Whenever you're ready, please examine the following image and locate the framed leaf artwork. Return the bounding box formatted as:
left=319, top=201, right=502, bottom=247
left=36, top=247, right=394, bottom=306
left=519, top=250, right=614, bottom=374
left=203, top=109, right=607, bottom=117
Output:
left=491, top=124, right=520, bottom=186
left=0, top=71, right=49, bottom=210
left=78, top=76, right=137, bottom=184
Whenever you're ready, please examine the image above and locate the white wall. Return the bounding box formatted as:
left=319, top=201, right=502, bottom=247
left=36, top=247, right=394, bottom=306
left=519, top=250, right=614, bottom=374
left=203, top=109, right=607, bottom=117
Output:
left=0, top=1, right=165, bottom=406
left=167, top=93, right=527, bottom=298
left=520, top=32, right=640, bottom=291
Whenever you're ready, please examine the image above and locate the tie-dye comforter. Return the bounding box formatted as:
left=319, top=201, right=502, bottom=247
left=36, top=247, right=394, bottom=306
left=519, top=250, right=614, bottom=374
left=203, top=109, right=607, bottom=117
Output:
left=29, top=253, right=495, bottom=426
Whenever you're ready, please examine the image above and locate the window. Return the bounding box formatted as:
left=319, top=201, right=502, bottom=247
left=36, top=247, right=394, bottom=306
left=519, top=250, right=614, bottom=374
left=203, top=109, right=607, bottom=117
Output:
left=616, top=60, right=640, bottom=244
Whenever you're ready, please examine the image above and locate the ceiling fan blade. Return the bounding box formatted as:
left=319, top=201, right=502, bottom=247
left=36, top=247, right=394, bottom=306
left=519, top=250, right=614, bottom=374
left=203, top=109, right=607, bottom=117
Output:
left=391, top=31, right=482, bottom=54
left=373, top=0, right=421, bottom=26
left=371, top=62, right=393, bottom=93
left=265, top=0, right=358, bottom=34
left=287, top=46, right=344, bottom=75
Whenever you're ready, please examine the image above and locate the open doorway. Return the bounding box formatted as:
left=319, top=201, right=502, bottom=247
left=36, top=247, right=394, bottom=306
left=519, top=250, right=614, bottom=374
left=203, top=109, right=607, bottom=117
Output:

· · · · ·

Aim = Quote every entry exactly.

Exercise output =
Whenever you're ready, please examine the following image and locate the framed leaf artwork. Return the bounding box formatted as:
left=319, top=201, right=502, bottom=247
left=36, top=247, right=394, bottom=306
left=519, top=250, right=614, bottom=374
left=203, top=109, right=607, bottom=117
Output:
left=491, top=124, right=520, bottom=186
left=0, top=71, right=49, bottom=210
left=78, top=76, right=137, bottom=184
Whenever you're ready, please examine the image above and locate the white wall. Return the bounding box formatted as:
left=319, top=201, right=502, bottom=247
left=36, top=247, right=394, bottom=306
left=519, top=250, right=614, bottom=374
left=203, top=109, right=607, bottom=117
Output:
left=0, top=1, right=165, bottom=406
left=167, top=93, right=527, bottom=298
left=520, top=32, right=640, bottom=291
Whenever you're ready, please examine the image above and locate the tie-dye comforter. Return the bounding box formatted as:
left=319, top=201, right=502, bottom=247
left=36, top=247, right=394, bottom=306
left=519, top=250, right=614, bottom=374
left=203, top=109, right=607, bottom=117
Output:
left=29, top=253, right=495, bottom=426
Whenever you're ready, please examine the image above and locate the window. Return the bounding box formatted as:
left=319, top=201, right=502, bottom=247
left=36, top=247, right=394, bottom=306
left=519, top=250, right=614, bottom=374
left=203, top=109, right=607, bottom=117
Output:
left=616, top=60, right=640, bottom=244
Whenever you're ready, please examine the image above and locate the ceiling fan blade. Return the bounding box formatted as:
left=319, top=201, right=502, bottom=247
left=36, top=247, right=394, bottom=306
left=519, top=250, right=614, bottom=374
left=203, top=109, right=607, bottom=117
Output:
left=391, top=31, right=482, bottom=54
left=373, top=0, right=421, bottom=26
left=371, top=62, right=393, bottom=93
left=265, top=0, right=358, bottom=34
left=287, top=46, right=344, bottom=75
Whenever you're ready, please examine the image above and locate the open doorway. Return the bounding box formatted as:
left=319, top=201, right=502, bottom=247
left=36, top=247, right=394, bottom=306
left=519, top=250, right=614, bottom=374
left=203, top=109, right=607, bottom=117
Output:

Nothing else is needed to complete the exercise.